Page text:
◇ ◇ ◇ ◇ ◇

A big — and worrisome — disconnect in enterprise IT security

Enterprise IT security CSC Blogs

When it comes to keeping enterprise systems and data secure, application security takes top billing. No matter how tight and snug an enterprise keeps security controls, an attacker need only exploit a vulnerability in an app to slither on in and grab a foothold. This is why application security and configuration management form such an important baseline to avoid attacks.

Good application security, in addition to secure software development practices, requires good collaboration among security and operations teams. But a recent survey of IT and security professionals, conducted by the security firm Prevoty, found some sizable disconnects. Here are the top three:

Immediacy of Updates

Half of IT professionals update applications once a month, whereas half of security professionals feel they need to update applications at least once per day, if not multiple times a day.

Time-Consuming Updates of Security Toolsets

Security professionals spend the majority of their time tuning existing applications security technology, while IT professionals spend almost half of their time updating existing applications security technology.

Vulnerability Backlogs

Ninety-three percent of security professionals report having up to 5,000 vulnerabilities in their backlogs, and 44 percent of IT professionals report that they have NO vulnerability backlogs.

When I see results like this, the first thing I think is there’s a breakdown in communication somewhere. Attacks against Web applications remain common, yet the proper attention needed to ensure they’re reasonably secure doesn’t seem to be there. And if IT teams are updating apps as little as once a month — and nearly half of them think  they don’t have any vulnerability patching backlogs – something is awry. Either they aren’t taking security seriously, or they’re just not aware how risky a poorly configured and unpatched application can be.

◇ ◇ ◇ ◇ ◇

Requests:
[a] Transcribe the stretch of the enterprise IT security post from "Enterprise IT security" through "to avoid attacks.".
[b] Pick up the enterprise IT security post after its last sentence and keep writing it.

◇ ◇ ◇ ◇ ◇

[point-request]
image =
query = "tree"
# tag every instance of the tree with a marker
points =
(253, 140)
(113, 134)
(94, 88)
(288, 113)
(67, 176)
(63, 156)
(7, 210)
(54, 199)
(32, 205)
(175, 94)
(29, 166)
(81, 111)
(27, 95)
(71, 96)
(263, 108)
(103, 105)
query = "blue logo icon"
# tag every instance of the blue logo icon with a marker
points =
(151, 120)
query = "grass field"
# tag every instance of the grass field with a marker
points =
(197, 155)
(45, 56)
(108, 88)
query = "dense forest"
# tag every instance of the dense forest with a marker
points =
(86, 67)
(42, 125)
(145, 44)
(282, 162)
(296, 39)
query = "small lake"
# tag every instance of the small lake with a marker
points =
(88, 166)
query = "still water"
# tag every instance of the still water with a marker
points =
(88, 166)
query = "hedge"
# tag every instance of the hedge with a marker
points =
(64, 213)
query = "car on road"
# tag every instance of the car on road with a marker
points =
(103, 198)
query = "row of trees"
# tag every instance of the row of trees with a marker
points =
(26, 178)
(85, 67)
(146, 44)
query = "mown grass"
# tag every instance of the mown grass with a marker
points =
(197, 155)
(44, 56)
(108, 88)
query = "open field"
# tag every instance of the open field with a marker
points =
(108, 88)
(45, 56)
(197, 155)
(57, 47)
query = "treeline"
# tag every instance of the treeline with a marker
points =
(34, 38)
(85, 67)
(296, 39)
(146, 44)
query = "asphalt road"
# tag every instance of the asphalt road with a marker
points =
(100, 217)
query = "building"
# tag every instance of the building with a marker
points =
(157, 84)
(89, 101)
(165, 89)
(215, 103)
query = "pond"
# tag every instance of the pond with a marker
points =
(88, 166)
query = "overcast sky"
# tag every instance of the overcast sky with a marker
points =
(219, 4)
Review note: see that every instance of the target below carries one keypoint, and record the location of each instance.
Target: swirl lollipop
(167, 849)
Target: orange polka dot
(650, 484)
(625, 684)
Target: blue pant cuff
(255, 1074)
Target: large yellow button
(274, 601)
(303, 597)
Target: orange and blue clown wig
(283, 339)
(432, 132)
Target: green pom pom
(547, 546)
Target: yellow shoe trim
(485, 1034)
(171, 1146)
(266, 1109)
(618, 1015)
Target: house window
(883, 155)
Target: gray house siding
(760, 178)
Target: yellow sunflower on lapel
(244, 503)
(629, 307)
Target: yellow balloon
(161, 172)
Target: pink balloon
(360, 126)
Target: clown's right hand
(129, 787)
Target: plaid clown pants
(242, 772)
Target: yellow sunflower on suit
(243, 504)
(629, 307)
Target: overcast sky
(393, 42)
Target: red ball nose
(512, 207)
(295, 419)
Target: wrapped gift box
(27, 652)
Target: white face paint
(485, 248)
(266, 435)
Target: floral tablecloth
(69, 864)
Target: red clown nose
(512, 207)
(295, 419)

◇ ◇ ◇ ◇ ◇

Answers in order:
[a]
Enterprise IT security CSC Blogs

When it comes to keeping enterprise systems and data secure, application security takes top billing. No matter how tight and snug an enterprise keeps security controls, an attacker need only exploit a vulnerability in an app to slither on in and grab a foothold. This is why application security and configuration management form such an important baseline to avoid attacks.

[b]
Another issue here is how difficult security applications are to manage. If security teams are spending the vast majority of their time tuning apps, they certainly don’t have enough time to focus on more strategic efforts.

These types of organizational disconnects are precisely what efforts such as DevOps are supposed to help alleviate. Perhaps that’s the way forward out of this worrisome situation.

RELATED LINKS

Is Apple’s App Store security overrated?

For enterprise workers, convenience trumps security

How IoT is challenging enterprise security

Comments

  1. In many cases it’s not that the systems maintenance people aren’t taking system and application security seriously, it’s that providers have a slow cadence for updates, even “critical” updates.

    For example, Oracle releases critical updates 4 times per year. Oracle has alerts for security fixes that can’t wait until the the quarterly packaging, but these aren’t all that often. There were two in 2015 and 2 so far in 2016.

    For development, for an app change, someone has to raise the issue for it to be queued. If the app is monolithic, which is pretty standard, then the proposed change, once designed, has to be reviewed by the usual zillions of affected groups, especially if there’s an associated database change needed.

    The usual work silos all constrain the ability of the enterprise to get things done faster. Whether app change for a security fix, day to day maintenance, enhancements, or retiring technical debt–all are hostage to the sluggish enterprise workflow.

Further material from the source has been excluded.